» Goal: Please arrange the lines of the records below as a numbered list, starting with the line that contains "Task: locate the beige wall" and going on through the line that contains "pixel 773 118". Leave out any blank lines.

++++++++

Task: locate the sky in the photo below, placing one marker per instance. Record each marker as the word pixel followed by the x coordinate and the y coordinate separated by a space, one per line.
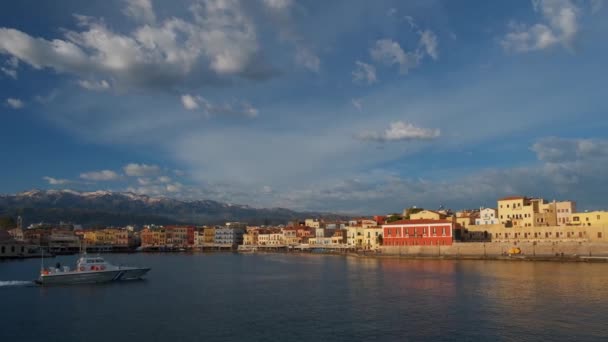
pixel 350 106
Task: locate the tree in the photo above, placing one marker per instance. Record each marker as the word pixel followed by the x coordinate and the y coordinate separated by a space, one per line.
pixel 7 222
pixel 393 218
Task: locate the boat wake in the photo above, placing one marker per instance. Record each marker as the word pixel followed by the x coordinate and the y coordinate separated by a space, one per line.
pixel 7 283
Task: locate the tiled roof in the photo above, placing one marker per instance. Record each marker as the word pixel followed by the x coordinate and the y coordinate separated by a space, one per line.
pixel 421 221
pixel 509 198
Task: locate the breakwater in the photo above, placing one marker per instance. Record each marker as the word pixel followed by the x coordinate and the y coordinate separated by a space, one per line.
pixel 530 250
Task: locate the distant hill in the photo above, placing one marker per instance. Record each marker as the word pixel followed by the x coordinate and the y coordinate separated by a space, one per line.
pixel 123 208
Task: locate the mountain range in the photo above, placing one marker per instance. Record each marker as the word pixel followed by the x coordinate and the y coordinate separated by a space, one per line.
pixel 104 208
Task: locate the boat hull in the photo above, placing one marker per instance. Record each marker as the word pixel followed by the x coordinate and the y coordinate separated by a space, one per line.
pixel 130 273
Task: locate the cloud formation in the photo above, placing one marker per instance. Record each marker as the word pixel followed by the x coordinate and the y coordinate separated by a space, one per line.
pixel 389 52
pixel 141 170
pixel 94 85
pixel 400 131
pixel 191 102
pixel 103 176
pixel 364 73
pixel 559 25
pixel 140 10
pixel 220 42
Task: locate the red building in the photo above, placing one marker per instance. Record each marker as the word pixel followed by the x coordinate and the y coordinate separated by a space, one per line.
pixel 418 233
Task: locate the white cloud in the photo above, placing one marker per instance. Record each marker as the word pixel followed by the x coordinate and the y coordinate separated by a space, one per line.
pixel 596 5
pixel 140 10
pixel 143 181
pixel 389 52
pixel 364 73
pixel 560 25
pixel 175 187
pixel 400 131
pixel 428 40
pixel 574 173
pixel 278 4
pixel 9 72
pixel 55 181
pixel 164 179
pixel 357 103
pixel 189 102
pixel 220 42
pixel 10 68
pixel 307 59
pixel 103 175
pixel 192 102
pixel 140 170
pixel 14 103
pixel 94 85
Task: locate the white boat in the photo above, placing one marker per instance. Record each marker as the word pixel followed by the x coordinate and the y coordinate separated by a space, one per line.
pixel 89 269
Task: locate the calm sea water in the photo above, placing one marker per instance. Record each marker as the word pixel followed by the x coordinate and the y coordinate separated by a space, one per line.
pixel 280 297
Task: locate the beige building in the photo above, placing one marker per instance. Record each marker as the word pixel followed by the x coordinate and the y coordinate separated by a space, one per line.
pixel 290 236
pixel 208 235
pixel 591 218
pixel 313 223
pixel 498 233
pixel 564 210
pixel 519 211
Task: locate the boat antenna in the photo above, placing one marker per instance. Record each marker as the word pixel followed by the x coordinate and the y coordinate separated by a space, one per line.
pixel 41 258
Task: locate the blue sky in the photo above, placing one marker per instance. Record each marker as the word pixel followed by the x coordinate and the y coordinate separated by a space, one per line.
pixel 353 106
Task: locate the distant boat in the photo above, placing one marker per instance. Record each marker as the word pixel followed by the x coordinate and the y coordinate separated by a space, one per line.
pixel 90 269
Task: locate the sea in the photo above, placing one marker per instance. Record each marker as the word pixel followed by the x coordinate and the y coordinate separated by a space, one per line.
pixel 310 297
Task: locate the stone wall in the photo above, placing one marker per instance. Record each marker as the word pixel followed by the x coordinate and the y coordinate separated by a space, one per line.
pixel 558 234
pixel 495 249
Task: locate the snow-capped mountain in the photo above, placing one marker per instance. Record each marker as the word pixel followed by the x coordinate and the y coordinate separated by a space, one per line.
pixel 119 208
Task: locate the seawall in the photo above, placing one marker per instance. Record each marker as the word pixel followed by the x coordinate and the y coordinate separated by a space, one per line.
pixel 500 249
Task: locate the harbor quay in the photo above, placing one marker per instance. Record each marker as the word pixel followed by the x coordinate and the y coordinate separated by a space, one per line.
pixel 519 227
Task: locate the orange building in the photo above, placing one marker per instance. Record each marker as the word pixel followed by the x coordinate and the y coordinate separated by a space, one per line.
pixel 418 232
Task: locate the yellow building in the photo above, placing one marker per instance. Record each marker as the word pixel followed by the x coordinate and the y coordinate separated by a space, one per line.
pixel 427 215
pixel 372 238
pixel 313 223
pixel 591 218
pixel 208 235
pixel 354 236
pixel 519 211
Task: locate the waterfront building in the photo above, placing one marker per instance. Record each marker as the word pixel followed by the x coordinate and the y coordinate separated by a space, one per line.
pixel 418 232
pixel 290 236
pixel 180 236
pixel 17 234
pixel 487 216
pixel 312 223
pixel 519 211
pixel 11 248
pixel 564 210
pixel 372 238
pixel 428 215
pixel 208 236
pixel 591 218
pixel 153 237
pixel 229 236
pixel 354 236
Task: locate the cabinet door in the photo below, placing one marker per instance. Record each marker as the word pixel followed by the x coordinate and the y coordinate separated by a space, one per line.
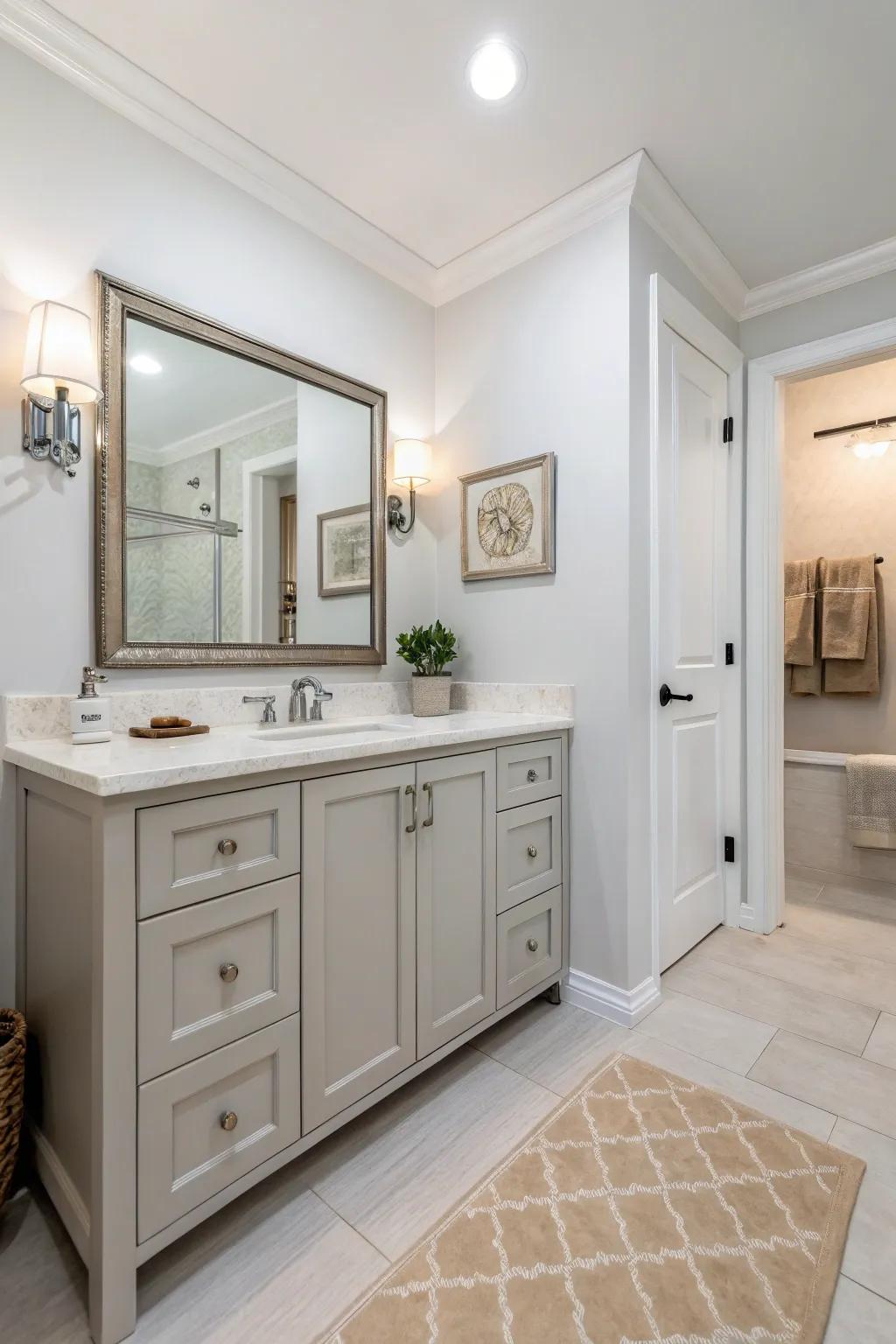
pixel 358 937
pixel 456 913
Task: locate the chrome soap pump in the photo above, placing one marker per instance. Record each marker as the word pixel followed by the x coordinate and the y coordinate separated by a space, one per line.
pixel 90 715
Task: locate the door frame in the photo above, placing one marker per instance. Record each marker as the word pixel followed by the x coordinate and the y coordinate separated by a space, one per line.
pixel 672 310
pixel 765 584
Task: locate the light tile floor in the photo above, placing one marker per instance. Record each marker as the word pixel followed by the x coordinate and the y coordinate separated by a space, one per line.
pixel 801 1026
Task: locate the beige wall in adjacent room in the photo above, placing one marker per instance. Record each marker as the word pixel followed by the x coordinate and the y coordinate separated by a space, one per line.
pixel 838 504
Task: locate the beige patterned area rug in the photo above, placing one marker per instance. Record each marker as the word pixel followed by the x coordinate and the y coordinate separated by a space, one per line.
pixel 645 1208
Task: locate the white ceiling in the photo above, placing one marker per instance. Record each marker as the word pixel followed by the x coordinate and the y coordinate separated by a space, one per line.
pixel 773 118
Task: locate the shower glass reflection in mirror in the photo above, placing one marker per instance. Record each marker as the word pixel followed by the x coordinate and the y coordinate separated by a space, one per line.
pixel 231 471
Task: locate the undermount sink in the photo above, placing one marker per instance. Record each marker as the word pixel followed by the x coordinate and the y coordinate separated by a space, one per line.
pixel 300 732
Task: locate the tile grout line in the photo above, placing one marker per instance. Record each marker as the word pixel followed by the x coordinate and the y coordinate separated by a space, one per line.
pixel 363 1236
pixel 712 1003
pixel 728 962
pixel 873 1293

++++++++

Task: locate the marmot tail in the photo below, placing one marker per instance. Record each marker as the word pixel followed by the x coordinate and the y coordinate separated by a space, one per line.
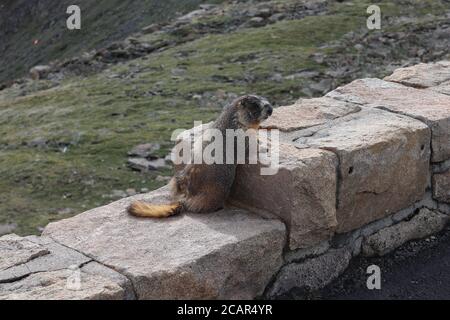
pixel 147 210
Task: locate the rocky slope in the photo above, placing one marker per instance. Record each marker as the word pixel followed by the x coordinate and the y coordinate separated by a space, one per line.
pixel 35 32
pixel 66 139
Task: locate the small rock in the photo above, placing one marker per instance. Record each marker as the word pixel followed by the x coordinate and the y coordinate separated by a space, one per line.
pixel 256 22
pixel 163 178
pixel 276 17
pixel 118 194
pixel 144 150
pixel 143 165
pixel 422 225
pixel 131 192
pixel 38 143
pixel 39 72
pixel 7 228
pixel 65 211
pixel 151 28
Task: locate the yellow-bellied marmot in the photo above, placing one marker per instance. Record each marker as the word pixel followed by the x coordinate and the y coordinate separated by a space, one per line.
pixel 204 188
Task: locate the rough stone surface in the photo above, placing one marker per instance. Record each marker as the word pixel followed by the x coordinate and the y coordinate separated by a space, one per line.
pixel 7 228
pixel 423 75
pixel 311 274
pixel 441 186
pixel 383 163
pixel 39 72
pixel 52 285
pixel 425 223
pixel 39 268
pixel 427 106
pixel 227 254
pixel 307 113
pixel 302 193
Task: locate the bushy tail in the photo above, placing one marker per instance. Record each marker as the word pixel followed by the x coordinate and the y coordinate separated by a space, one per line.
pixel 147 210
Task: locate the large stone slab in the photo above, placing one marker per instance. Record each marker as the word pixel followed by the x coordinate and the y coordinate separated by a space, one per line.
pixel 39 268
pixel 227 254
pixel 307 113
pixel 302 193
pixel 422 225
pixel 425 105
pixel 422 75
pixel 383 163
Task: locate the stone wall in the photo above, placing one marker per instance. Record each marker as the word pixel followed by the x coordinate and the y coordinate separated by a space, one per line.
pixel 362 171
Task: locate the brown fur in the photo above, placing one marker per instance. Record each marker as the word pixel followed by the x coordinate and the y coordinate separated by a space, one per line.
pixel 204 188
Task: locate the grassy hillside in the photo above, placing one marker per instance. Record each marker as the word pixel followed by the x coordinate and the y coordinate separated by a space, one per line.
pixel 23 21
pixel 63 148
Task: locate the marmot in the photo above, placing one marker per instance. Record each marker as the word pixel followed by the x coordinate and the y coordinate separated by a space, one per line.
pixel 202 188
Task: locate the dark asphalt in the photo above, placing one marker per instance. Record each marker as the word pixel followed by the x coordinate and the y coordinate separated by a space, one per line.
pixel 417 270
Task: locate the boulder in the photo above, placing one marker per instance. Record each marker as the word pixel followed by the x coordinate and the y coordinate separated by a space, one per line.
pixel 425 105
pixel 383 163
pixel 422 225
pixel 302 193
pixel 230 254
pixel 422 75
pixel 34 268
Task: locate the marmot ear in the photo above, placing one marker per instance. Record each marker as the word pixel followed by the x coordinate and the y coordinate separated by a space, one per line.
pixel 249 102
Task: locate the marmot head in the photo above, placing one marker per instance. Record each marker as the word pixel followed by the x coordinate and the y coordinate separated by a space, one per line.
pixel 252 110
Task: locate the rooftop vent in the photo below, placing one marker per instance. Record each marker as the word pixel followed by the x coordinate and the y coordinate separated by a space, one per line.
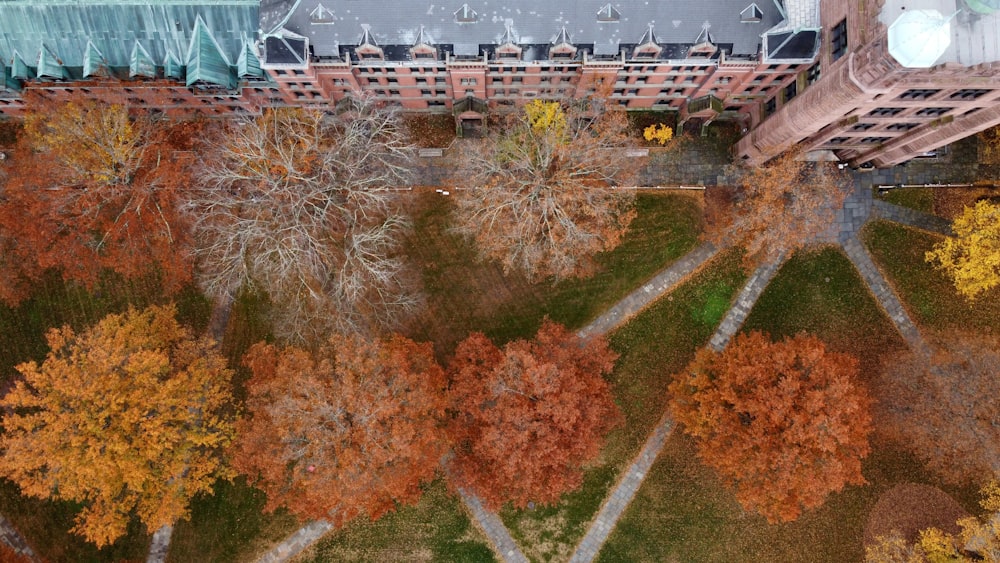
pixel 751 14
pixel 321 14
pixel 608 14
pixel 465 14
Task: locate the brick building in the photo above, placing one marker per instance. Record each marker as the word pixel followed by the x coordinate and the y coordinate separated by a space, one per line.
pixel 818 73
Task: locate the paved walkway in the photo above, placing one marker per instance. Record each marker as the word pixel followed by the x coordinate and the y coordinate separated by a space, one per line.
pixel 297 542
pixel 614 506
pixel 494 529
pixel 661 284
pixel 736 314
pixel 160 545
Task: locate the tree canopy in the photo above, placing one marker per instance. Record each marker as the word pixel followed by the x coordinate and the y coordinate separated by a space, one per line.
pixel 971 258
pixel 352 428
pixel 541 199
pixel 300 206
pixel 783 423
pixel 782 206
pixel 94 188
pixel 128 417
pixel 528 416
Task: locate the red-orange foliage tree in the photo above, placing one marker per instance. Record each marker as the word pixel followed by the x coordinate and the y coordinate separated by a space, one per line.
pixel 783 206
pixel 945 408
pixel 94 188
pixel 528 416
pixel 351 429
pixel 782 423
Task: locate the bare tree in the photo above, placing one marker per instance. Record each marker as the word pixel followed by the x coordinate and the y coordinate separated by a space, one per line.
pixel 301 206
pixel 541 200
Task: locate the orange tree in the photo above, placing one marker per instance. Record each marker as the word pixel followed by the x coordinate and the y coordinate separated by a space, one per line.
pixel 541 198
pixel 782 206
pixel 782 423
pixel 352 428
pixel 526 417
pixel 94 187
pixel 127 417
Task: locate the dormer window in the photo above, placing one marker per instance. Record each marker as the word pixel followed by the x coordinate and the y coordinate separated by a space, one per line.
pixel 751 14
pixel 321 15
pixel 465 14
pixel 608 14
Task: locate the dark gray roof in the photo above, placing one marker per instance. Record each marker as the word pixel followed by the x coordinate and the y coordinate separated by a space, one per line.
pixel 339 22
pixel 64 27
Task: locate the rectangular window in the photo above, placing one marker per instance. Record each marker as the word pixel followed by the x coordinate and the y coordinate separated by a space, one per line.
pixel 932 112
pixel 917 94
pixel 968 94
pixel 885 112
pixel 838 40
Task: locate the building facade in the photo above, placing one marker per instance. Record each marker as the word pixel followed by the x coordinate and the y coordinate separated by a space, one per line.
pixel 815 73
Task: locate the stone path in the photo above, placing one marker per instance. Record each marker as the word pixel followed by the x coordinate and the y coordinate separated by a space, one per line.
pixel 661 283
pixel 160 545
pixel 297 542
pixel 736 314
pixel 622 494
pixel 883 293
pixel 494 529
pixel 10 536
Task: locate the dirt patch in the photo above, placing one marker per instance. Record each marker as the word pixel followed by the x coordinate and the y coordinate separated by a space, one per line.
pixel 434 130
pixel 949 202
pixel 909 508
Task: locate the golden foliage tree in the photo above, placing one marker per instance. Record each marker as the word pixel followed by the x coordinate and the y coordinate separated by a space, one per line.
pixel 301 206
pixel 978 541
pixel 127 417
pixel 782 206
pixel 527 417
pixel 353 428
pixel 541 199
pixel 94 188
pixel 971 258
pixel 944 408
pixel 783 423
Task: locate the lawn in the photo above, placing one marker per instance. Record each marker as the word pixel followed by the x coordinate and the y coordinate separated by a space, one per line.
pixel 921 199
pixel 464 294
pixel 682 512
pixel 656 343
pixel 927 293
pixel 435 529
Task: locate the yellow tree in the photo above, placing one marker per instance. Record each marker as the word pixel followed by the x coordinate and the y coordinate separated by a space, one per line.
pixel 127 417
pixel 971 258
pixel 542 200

++++++++

» Written answer:
1. Task: locate the beige wall in adjacent room in the photo above, placing one marker per instance. Record each marker as the word pixel followed by the x coordinate and the y coordinate separated by a space, one per line.
2. pixel 838 504
3. Task: locate the beige patterned area rug in the photo above, placing one marker per instance. Record each marker as the word pixel followed by the x coordinate and the y coordinate separated by a space, one per line.
4. pixel 645 1208
5. Task: locate the white ceiling in the photo above, placing one marker per instance. Record each marker as the word pixel followed by the x coordinate and the y coordinate separated by a space, one per line.
6. pixel 773 118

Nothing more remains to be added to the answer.